• [Yang Harus Dikerjakan] Menurut kutipan tentang deforestasi dan ekoliterasi, siapa yang mempopulerkan istilah ekoliterasi?

Oleh: Choirul Anam*
blokBojonegoro.com - Kalau ada satu suara alam yang dulu paling mudah kita dengar, mungkin itu adalah desir angin yang menembus rimbun pepohonan. Tapi hari ini, desir itu makin lirih—bahkan di banyak tempat sudah berubah menjadi gema gergaji mesin. Deforestasi bukan lagi sekadar isu aktivis atau materi seminar lingkungan; ia sudah menjadi bagian dari keseharian kita. Banjir tahunan, kekeringan yang makin panjang, tanah longsor, hingga harga pangan yang naik-turun seperti grafik saham—semuanya punya akar yang sama: hutan yang menyusut.
Di sinilah satu konsep penting perlu kita angkat lebih tinggi: ekoliterasi. Istilah yang dipopulerkan Fritjof Capra ini merujuk pada kemampuan memahami pola, prinsip, dan hubungan yang menopang kehidupan. Ekoliterasi adalah “melek ekologi”—bukan sebatas tahu nama pohon, tapi paham bagaimana semuanya saling terhubung, dan bagaimana keputusan manusia bisa mengubah nasib satu ekosistem sekaligus.
Hutan dan Universitas Kehidupan
Bayangkan hutan sebagai universitas besar tanpa gedung beton. Pohon-pohon adalah profesor, sungai adalah laboratorium, dan burung serta mamalia adalah peneliti yang bekerja siang-malam menjaga keseimbangan ekosistem. Ketika deforestasi terjadi, kondisinya mirip universitas kehilangan para ilmuwan terbaiknya: kacau, sunyi, dan sistemnya pelan-pelan runtuh.

• [Data yang Diberikan]
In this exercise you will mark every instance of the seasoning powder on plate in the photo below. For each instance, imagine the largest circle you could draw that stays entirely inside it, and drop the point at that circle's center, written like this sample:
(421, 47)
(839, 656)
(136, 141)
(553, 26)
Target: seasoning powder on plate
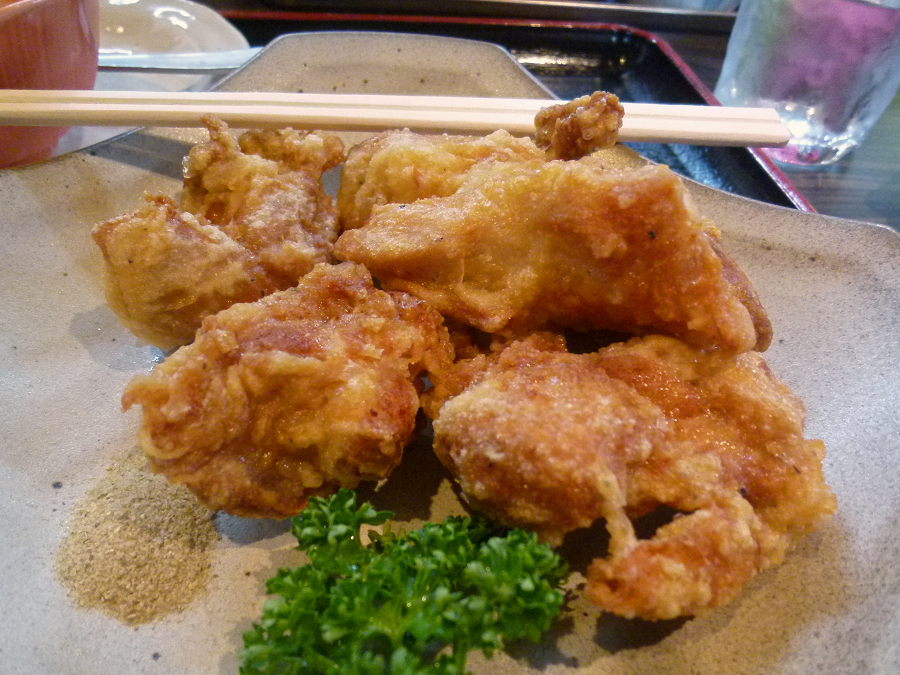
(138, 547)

• [Hasil Tugas] Istilah ekoliterasi dipopulerkan oleh Fritjof Capra.